[Stored entries]
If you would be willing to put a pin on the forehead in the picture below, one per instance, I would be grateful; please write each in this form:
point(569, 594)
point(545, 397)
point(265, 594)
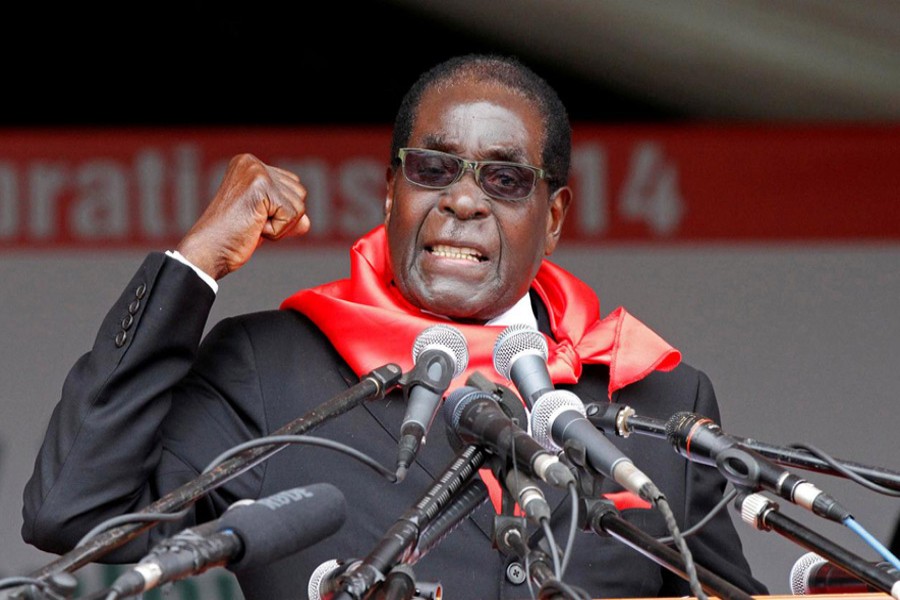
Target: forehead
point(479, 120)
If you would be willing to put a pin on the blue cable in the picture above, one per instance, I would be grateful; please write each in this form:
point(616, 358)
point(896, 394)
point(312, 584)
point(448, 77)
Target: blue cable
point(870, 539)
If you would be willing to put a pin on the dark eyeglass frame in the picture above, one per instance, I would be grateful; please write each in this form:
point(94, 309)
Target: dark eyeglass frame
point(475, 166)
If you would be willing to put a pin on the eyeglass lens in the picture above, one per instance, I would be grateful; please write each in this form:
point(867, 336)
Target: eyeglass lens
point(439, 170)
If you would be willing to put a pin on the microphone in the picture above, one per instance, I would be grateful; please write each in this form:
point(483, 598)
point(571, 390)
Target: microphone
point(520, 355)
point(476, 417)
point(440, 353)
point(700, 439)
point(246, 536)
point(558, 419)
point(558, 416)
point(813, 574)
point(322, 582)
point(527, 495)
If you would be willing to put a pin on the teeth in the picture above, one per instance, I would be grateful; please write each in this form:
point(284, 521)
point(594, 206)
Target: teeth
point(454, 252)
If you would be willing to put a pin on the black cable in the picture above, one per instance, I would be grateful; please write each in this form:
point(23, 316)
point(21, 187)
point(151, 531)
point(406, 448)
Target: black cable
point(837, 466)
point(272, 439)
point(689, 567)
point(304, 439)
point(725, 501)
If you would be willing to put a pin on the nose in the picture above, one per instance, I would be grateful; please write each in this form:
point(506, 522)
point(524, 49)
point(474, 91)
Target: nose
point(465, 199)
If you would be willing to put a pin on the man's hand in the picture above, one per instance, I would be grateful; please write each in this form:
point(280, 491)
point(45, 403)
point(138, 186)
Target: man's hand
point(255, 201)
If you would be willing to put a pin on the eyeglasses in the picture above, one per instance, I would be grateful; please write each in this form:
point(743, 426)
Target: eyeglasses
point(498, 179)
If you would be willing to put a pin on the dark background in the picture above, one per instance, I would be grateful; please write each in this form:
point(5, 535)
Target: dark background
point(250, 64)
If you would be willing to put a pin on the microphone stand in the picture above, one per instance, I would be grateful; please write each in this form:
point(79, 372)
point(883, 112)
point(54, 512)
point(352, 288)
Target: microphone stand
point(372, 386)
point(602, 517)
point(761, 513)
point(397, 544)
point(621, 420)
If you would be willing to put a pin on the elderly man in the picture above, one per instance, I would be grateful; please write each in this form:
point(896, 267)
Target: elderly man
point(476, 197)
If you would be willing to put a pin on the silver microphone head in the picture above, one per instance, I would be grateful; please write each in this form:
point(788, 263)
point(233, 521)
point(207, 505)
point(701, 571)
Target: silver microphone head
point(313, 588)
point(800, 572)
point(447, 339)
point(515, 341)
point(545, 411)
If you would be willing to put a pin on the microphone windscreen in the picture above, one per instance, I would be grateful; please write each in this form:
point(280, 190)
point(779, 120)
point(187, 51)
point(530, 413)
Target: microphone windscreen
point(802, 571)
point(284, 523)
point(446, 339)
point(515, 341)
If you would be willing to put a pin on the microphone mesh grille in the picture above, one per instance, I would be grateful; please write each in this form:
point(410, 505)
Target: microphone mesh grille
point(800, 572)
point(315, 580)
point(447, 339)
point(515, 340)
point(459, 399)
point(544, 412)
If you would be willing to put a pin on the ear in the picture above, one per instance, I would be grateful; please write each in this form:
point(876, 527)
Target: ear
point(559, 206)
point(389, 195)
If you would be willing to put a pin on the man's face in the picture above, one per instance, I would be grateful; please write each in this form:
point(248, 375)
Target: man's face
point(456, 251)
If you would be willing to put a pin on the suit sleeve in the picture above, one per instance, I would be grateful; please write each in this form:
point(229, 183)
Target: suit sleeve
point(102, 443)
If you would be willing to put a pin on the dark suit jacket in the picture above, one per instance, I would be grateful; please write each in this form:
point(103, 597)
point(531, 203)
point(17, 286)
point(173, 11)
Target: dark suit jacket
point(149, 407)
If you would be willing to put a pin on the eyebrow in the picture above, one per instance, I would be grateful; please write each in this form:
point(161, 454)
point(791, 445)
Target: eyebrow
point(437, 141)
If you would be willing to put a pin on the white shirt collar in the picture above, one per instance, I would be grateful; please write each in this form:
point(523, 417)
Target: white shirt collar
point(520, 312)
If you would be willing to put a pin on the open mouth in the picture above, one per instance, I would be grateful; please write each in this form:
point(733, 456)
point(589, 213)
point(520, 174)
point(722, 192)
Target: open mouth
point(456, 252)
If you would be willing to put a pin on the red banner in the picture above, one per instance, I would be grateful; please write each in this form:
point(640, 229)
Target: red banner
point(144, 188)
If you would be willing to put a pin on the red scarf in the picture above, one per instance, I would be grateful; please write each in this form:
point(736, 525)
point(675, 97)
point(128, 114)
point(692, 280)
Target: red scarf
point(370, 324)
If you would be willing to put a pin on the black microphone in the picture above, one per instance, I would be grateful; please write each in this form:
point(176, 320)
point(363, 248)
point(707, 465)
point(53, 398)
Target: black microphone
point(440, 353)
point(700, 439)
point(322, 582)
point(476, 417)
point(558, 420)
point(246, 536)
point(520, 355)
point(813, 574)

● Exercise
What do the lines from the one with "Target: suit sleeve" through the last line of the entries say? Print them word for word, both ends included, and nothing else.

● Problem solution
Target: suit sleeve
point(102, 443)
If you would be willing to put a pin on the dark suit jacket in the picture above, one per instance, I would be grateful; please write each in this form:
point(103, 597)
point(531, 203)
point(17, 286)
point(173, 11)
Target: dark suit jacket
point(149, 407)
If you would be willing to put a pin on the eyebrow in the picture above, one per instance, I would be grateful; please write each in this form:
point(161, 454)
point(791, 445)
Target: eyebrow
point(437, 141)
If you would be willing to put a pin on the white shirt collar in the picture above, one per instance, I would be grateful; please write each in this form:
point(523, 417)
Target: white shirt collar
point(520, 312)
If you would be willing to put a pin on the open mouth in the picture above, one per instance, I would be grateful; please write each in this form:
point(733, 456)
point(589, 213)
point(520, 174)
point(722, 192)
Target: open mouth
point(456, 252)
If you would be willing to put a pin on the red banner in the picture above, one per instance, I would be grateful; please write each in this form:
point(640, 229)
Target: red banner
point(144, 188)
If you would be willing to put a pin on the red scarf in the picture above, one per instance, I would be grateful; please write each in this form:
point(736, 525)
point(675, 97)
point(128, 114)
point(692, 280)
Target: red scarf
point(370, 324)
If you would be willing to put a pin on the black microphone in the picture above, one per instance, I would be grateful; please write each in this form:
point(176, 320)
point(363, 248)
point(707, 465)
point(53, 398)
Target: black microphone
point(440, 353)
point(700, 439)
point(322, 582)
point(476, 417)
point(558, 420)
point(246, 536)
point(520, 355)
point(813, 574)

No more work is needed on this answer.